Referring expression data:
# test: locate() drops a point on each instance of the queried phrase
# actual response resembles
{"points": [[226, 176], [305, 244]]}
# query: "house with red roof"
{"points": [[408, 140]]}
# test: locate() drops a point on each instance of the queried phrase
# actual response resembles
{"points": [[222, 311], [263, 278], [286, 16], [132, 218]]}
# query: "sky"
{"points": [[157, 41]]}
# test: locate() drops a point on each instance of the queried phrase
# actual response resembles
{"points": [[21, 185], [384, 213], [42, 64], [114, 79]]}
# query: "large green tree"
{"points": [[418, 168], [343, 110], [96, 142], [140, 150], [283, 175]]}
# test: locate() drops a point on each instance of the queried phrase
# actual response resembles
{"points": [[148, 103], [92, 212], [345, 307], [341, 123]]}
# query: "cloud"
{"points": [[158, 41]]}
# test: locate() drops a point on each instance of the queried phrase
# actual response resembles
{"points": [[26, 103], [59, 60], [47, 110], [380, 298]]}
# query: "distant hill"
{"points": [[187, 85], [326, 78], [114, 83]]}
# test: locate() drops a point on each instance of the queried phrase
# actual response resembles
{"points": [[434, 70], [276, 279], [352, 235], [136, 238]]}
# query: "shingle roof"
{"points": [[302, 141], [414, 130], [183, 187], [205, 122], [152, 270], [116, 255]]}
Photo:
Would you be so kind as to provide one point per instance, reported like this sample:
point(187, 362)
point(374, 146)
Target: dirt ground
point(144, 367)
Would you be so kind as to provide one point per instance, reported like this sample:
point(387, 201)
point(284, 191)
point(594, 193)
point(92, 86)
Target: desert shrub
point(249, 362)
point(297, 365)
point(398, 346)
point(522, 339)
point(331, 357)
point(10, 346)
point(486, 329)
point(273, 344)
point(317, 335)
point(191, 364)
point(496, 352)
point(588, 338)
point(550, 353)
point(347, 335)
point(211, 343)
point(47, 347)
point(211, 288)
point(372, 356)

● Instructions to follow:
Reproduce the data shown above with every line intact.

● Written solution:
# test: locate() drops a point on each instance of the queried phrase
# actual response resembles
{"points": [[226, 176], [305, 244]]}
# query: "house with red roof"
{"points": [[408, 140]]}
# test: locate() drops a point on each instance of the queried phrase
# actual response resembles
{"points": [[222, 311], [263, 278], [286, 16], [132, 218]]}
# query: "sky"
{"points": [[157, 41]]}
# test: locate() drops a point on each instance of the queried phrase
# actual response resembles
{"points": [[21, 185], [384, 213], [42, 64], [114, 79]]}
# query: "large green tree"
{"points": [[418, 168], [343, 110], [96, 142], [140, 150], [283, 175]]}
# test: locate() drops a point on each instance of the queried phrase
# actual response resembles
{"points": [[148, 103], [92, 212], [345, 307], [341, 123]]}
# query: "cloud"
{"points": [[158, 41]]}
# test: locate() drops a point on each instance of the queried phrase
# actual response resembles
{"points": [[26, 103], [59, 60], [47, 110], [380, 298]]}
# query: "distant hill"
{"points": [[187, 85], [326, 78], [114, 83]]}
# test: locate() drops a point on each instance of the queried phrase
# actual response resembles
{"points": [[434, 70], [276, 279], [352, 235], [136, 238]]}
# query: "shingle roof"
{"points": [[302, 141], [414, 130], [183, 187], [205, 122], [152, 270], [116, 255]]}
Photo:
Would you be so kind as to provide one point per instance, reported like this sample:
point(187, 362)
point(374, 146)
Target: dirt ground
point(144, 367)
Would you be so kind as to provide one point per instance, reported like this sample:
point(387, 201)
point(284, 191)
point(594, 193)
point(92, 86)
Target: desert shrub
point(249, 362)
point(297, 365)
point(398, 346)
point(522, 339)
point(331, 357)
point(10, 346)
point(486, 329)
point(273, 344)
point(317, 335)
point(191, 364)
point(496, 352)
point(588, 338)
point(550, 353)
point(347, 335)
point(211, 343)
point(47, 347)
point(211, 288)
point(372, 356)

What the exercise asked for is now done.